Rewrite the data below as a numbered list with one line per item, skipping blank lines and leaving out the picture.

(Boundary labeling data)
----------

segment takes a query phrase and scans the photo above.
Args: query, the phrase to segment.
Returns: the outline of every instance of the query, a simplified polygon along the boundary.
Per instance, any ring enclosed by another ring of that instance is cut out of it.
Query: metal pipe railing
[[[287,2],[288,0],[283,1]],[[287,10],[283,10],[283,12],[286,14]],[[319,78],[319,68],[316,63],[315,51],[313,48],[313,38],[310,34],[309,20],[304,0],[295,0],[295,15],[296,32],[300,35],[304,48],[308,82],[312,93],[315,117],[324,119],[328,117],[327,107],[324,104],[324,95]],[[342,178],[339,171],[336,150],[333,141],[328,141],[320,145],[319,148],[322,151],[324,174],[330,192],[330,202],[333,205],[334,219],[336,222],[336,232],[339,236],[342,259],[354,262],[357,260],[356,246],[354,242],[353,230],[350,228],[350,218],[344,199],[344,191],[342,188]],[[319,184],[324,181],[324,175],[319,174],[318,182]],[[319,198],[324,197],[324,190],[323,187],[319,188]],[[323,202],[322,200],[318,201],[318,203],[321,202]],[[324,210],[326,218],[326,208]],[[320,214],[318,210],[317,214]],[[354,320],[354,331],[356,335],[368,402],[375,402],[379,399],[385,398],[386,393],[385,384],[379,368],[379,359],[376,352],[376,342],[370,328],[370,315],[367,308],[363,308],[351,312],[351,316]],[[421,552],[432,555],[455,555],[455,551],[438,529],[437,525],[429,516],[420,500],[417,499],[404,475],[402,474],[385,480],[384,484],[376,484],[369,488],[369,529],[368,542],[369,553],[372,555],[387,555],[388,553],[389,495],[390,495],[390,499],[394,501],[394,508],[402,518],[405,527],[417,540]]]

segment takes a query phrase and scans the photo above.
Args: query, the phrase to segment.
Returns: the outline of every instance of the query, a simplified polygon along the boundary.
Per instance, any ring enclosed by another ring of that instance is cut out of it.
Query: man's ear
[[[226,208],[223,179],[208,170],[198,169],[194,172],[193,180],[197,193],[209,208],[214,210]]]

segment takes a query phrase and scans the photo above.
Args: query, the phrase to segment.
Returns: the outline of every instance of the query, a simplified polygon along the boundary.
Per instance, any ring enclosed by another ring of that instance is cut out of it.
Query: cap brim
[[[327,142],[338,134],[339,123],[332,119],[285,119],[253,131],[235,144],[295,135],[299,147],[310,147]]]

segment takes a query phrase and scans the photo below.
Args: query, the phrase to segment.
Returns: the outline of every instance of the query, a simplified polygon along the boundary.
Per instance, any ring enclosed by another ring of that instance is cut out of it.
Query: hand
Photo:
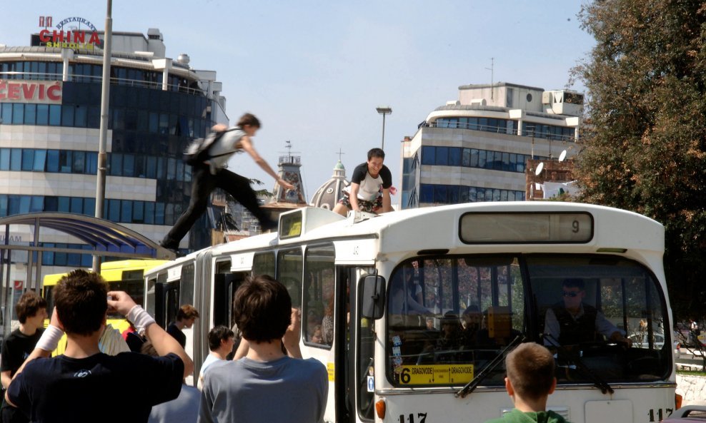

----------

Solution:
1. segment takes a query phrase and scans the photo above.
2. Args: query, the phrase to segment.
3. Returns: the outline of every instance of the query, a simplified polygon along the boundary.
4. Per instance, any ring enclosed by another ring of that instance is cut out of it.
5. Query: metal pipe railing
6. [[[287,2],[288,0],[283,1]],[[287,10],[283,10],[283,12],[286,14]],[[319,78],[319,68],[316,63],[315,51],[313,48],[313,38],[310,34],[309,20],[304,0],[295,0],[295,15],[296,32],[300,35],[304,48],[308,82],[312,93],[315,117],[324,119],[328,117],[327,107],[324,104],[324,95]],[[342,178],[339,171],[336,150],[333,141],[328,141],[320,145],[319,148],[322,151],[324,174],[330,192],[330,202],[333,205],[334,219],[336,222],[336,232],[339,236],[342,259],[354,262],[357,260],[356,246],[354,242],[353,230],[350,228],[350,218],[344,199],[344,191],[342,188]],[[319,184],[324,181],[324,175],[319,174],[318,182]],[[319,198],[324,197],[324,190],[323,187],[319,188]],[[323,202],[322,200],[318,201],[318,203],[321,202]],[[324,210],[326,218],[326,208]],[[320,214],[318,210],[317,214]],[[354,320],[354,331],[356,335],[368,402],[375,402],[379,399],[385,398],[386,393],[385,384],[379,368],[379,359],[376,352],[376,342],[370,328],[370,315],[367,308],[363,308],[351,312],[351,316]],[[421,552],[432,555],[455,555],[455,551],[438,529],[437,525],[429,516],[420,500],[417,499],[404,475],[402,474],[385,480],[384,484],[376,484],[369,488],[369,529],[368,542],[369,553],[372,555],[387,555],[388,553],[389,495],[390,495],[390,499],[394,501],[394,508],[402,518],[405,527],[417,540]]]
7. segment takes a query phrase and scans the photo above.
8. Args: query, the phrase to segment.
9. Returns: the outline of every instance of the query, a simplified polygon along the boundary.
10. Per instance, any ring enclosed by another ring of that instance is cut out of it.
11. Query: man's ear
12. [[[226,208],[223,179],[208,170],[198,169],[194,172],[193,180],[197,193],[209,208],[214,210]]]
13. segment takes a query phrase and scans the photo above.
14. Args: query, the phrase to segment.
15. Returns: the outline of every instance of the query, a simplified polygon along the boundary.
16. Per instance, any ring enclosed by another ring of that instance is cut out of it.
17. Query: cap brim
18. [[[327,142],[338,134],[339,123],[332,119],[285,119],[253,131],[235,144],[295,135],[299,147],[310,147]]]
19. segment takes a query phrase and scans the photo below.
20. Args: query, the phrase to segment.
21. Returns: the outline of every instance of the query, a simplified polygon along the boundary.
22. Per instance, any ring enclosed by another ring of that instance is cut out of it.
23. Query: hand
24. Photo:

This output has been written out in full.